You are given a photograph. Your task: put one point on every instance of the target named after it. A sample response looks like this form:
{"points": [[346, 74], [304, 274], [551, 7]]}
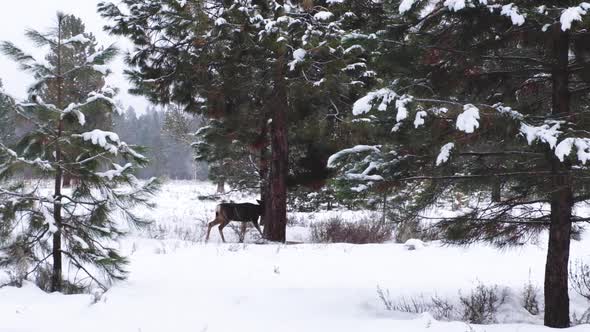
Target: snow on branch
{"points": [[354, 150], [406, 5], [468, 120], [102, 138], [298, 56], [445, 153], [117, 172], [77, 39], [571, 14], [511, 11], [564, 148], [42, 164], [544, 133], [365, 104]]}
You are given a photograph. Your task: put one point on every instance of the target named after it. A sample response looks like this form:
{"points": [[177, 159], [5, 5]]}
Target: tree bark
{"points": [[496, 190], [263, 172], [561, 196], [221, 186], [276, 223], [56, 276]]}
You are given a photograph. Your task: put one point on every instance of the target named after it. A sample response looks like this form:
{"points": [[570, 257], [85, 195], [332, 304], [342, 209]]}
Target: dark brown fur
{"points": [[242, 212]]}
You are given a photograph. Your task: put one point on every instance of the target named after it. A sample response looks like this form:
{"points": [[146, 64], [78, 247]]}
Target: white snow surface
{"points": [[323, 15], [445, 153], [571, 14], [181, 284], [468, 120]]}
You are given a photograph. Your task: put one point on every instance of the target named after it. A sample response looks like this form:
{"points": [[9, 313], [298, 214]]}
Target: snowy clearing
{"points": [[178, 283]]}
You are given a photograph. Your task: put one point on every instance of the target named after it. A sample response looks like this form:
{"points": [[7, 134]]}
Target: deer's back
{"points": [[239, 211]]}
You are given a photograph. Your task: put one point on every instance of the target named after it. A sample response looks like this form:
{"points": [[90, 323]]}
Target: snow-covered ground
{"points": [[178, 283]]}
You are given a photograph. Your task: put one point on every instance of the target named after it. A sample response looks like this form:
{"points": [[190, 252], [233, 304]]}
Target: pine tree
{"points": [[249, 65], [497, 92], [52, 227], [7, 118]]}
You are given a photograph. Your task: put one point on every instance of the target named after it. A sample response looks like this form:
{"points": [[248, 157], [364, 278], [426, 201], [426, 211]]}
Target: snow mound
{"points": [[414, 244]]}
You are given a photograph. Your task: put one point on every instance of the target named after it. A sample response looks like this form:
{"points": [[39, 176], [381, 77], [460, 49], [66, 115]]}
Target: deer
{"points": [[242, 212]]}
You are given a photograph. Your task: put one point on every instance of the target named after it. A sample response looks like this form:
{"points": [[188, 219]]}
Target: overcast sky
{"points": [[16, 16]]}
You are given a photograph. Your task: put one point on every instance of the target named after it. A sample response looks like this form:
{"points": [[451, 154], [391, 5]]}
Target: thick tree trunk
{"points": [[264, 169], [56, 276], [221, 186], [496, 190], [556, 268], [276, 223], [67, 182]]}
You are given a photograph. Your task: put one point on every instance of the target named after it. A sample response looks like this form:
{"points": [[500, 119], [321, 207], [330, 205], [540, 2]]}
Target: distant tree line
{"points": [[165, 133]]}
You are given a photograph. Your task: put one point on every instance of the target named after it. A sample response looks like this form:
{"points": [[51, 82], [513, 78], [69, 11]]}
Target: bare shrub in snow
{"points": [[580, 279], [335, 230], [583, 319], [438, 307], [413, 229], [481, 305], [530, 296]]}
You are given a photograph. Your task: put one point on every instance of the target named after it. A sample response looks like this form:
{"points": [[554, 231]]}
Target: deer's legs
{"points": [[223, 224], [243, 232], [211, 224], [257, 227]]}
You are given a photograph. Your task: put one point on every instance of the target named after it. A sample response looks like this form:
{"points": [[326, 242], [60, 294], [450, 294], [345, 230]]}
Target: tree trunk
{"points": [[56, 276], [221, 186], [67, 182], [263, 169], [556, 268], [276, 223], [496, 190]]}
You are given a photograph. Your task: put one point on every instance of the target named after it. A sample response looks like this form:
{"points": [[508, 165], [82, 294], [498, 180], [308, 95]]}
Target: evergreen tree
{"points": [[42, 226], [257, 80], [496, 93], [7, 118]]}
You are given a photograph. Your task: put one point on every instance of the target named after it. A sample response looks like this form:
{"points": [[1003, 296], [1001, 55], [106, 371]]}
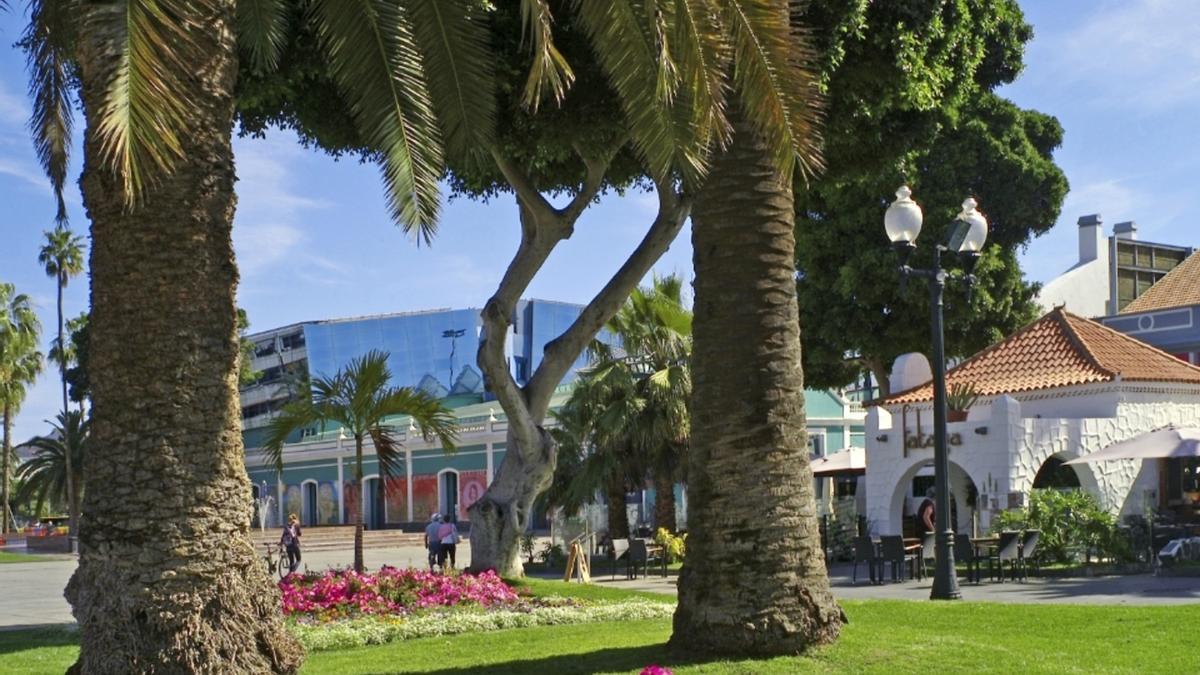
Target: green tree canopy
{"points": [[911, 101]]}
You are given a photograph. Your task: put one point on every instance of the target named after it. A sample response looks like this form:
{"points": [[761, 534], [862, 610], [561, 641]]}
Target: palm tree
{"points": [[61, 256], [631, 406], [360, 400], [755, 580], [19, 365], [45, 476]]}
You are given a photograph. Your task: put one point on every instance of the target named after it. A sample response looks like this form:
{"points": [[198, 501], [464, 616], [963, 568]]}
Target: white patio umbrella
{"points": [[1167, 442]]}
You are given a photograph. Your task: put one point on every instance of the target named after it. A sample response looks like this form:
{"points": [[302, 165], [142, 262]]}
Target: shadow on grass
{"points": [[13, 640], [629, 659]]}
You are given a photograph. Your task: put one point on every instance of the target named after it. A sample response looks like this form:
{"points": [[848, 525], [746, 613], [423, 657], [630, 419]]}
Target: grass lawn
{"points": [[882, 637], [5, 556]]}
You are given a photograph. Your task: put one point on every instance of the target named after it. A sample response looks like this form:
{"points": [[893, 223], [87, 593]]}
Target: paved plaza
{"points": [[31, 593]]}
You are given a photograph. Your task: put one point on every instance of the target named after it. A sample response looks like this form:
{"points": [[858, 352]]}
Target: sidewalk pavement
{"points": [[31, 593]]}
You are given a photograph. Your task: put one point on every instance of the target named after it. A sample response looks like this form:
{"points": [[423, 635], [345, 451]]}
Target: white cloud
{"points": [[269, 207], [1141, 54]]}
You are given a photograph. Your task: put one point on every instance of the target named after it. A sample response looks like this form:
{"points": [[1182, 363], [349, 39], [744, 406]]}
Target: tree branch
{"points": [[562, 352]]}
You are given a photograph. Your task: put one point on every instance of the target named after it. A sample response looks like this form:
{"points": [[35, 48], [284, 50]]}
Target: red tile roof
{"points": [[1059, 350], [1180, 287]]}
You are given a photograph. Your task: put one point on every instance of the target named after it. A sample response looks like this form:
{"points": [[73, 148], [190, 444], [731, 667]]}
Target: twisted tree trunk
{"points": [[168, 580], [755, 580]]}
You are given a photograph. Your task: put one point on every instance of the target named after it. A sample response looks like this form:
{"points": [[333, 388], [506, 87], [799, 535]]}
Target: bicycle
{"points": [[276, 560]]}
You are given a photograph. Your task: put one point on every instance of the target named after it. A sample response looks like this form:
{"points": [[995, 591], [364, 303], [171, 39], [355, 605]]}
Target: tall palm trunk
{"points": [[755, 580], [357, 519], [72, 501], [168, 579], [664, 501], [7, 469]]}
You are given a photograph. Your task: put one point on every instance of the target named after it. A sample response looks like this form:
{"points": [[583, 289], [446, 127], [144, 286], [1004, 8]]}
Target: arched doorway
{"points": [[448, 494], [1056, 475], [373, 505], [309, 503]]}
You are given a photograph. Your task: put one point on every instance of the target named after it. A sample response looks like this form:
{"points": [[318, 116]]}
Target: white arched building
{"points": [[1057, 389]]}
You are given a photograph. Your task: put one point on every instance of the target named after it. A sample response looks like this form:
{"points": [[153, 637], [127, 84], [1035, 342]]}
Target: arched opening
{"points": [[373, 505], [911, 490], [448, 494], [1056, 475], [309, 502]]}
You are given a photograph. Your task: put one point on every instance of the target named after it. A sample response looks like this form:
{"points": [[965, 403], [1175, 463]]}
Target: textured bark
{"points": [[755, 580], [168, 580], [618, 517], [664, 502], [6, 448], [501, 515]]}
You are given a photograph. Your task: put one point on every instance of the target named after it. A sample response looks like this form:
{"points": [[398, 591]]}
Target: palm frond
{"points": [[143, 51], [455, 41], [377, 64], [636, 69], [262, 30], [779, 94], [550, 67], [48, 37]]}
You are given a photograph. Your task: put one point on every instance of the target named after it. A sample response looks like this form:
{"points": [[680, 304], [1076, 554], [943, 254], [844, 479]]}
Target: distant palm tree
{"points": [[45, 476], [633, 405], [360, 400], [63, 258], [19, 365]]}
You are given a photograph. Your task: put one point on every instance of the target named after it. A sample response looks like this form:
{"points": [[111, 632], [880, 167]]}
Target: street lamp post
{"points": [[903, 222]]}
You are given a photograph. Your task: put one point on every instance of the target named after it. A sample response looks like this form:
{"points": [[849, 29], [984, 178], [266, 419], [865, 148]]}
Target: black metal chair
{"points": [[864, 551], [964, 553], [893, 551], [1007, 549]]}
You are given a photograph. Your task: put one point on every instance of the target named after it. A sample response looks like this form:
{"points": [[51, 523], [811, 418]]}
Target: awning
{"points": [[850, 461], [1165, 442]]}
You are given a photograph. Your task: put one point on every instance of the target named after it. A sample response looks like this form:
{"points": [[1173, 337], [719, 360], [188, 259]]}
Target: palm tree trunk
{"points": [[664, 501], [755, 580], [618, 517], [363, 501], [72, 503], [7, 458], [168, 579]]}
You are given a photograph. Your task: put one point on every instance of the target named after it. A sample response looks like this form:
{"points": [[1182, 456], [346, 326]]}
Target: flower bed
{"points": [[343, 593]]}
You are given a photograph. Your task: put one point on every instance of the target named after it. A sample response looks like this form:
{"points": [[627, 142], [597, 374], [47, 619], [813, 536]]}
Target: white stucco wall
{"points": [[1005, 459], [1084, 288]]}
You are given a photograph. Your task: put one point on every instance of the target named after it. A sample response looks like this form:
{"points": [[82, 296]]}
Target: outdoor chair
{"points": [[964, 553], [893, 553], [1030, 550], [1007, 549], [928, 551], [864, 551], [618, 549], [640, 556]]}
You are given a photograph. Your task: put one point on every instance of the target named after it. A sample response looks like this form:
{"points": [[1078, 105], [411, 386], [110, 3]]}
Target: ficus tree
{"points": [[911, 95]]}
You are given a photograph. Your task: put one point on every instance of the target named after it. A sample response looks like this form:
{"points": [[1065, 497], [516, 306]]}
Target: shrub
{"points": [[1069, 520], [673, 547]]}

** TASK DIRECTIONS **
Starting with the line that contains "Target: ficus tree", copy each line through the end of the data exactly, and leave out all earlier lines.

** WRITTEN RESPONSE **
Target: ficus tree
{"points": [[911, 95]]}
You are given a photograph. Your task: put one point on every instance of the target named after it. A sample response looks like this form:
{"points": [[1065, 497], [516, 306]]}
Target: shrub
{"points": [[1069, 520], [673, 547]]}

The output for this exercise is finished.